_Records for this task:_
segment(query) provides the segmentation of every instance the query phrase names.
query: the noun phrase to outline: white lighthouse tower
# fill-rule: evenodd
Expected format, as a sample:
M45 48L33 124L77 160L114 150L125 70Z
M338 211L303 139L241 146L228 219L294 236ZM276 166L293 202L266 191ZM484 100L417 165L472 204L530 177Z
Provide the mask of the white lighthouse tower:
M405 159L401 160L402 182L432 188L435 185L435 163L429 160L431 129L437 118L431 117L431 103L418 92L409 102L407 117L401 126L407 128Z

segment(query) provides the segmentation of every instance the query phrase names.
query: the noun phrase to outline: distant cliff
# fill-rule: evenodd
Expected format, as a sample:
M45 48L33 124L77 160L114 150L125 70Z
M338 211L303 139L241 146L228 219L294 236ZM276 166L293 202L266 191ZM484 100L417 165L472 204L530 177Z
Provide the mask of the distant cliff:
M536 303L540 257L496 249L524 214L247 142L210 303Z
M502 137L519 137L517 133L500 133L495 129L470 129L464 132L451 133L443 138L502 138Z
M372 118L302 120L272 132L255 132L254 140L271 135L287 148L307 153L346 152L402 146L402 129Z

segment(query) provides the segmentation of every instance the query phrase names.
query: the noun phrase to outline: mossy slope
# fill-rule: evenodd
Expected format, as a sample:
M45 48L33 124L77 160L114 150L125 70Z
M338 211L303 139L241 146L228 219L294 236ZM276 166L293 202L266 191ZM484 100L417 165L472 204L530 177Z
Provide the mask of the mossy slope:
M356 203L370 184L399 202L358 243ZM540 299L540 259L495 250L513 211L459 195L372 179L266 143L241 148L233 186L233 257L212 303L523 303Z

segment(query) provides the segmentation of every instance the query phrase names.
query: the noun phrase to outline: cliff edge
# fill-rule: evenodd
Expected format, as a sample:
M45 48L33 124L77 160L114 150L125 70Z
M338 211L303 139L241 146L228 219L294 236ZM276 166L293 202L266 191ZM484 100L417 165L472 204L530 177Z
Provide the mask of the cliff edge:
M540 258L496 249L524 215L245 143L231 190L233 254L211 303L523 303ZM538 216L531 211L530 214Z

_Your objective:_ Nothing may be omitted; retype every record exactly.

_Output of the exercise:_
segment(query) provides the segmentation of every instance the query phrase names.
query: the noun phrase to outline: white lighthouse tower
# fill-rule: evenodd
Expected format, as a sample:
M45 48L33 124L77 160L114 150L125 70Z
M338 211L303 139L241 146L228 219L294 236ZM276 166L293 202L266 191ZM484 100L417 165L472 204L530 177Z
Provide the mask of the white lighthouse tower:
M405 159L401 160L402 182L432 188L435 185L435 163L429 160L431 129L437 118L431 117L431 103L418 92L409 102L407 117L401 126L407 128Z

segment(query) provides the segmentation of every instance the query phrase names.
query: the noun phrase to outline: distant cliff
# fill-rule: evenodd
Expected format, as a sample:
M45 48L33 124L77 160L114 150L125 70Z
M338 211L303 139L241 146L228 219L294 236ZM276 166L293 202L266 191ZM484 100L417 165L472 204L530 177Z
Provide the mask of the distant cliff:
M536 303L540 257L496 249L524 214L247 142L210 303Z
M502 137L519 137L517 133L500 133L495 129L470 129L464 132L451 133L443 138L502 138Z
M372 118L302 120L272 132L255 132L254 140L271 135L287 148L307 153L346 152L402 146L402 129Z

segment(query) provides the segmentation of every instance the query phrase names.
query: the noun phrase to outline: mossy slope
# fill-rule: evenodd
Expected format, as a sample:
M45 48L33 124L77 160L114 150L125 70Z
M338 211L303 139L241 146L228 219L294 236ZM276 166L293 202L266 191ZM484 100L417 165L472 204L530 177Z
Provide the mask of the mossy slope:
M356 203L370 184L399 202L358 243ZM540 299L540 259L495 250L513 211L459 195L372 179L266 143L241 148L233 186L233 257L212 303L523 303Z

segment(query) provides the segmentation of every instance the query phrase names.
query: the noun phrase to outline: cliff edge
# fill-rule: evenodd
Expected format, as a sample:
M45 48L33 124L77 160L114 150L125 70Z
M338 211L303 139L241 146L228 219L294 236ZM276 166L293 202L266 191ZM484 100L417 165L472 204L530 177Z
Provide the mask of the cliff edge:
M540 258L496 249L524 215L245 143L231 190L233 254L211 303L523 303ZM538 216L531 211L530 214Z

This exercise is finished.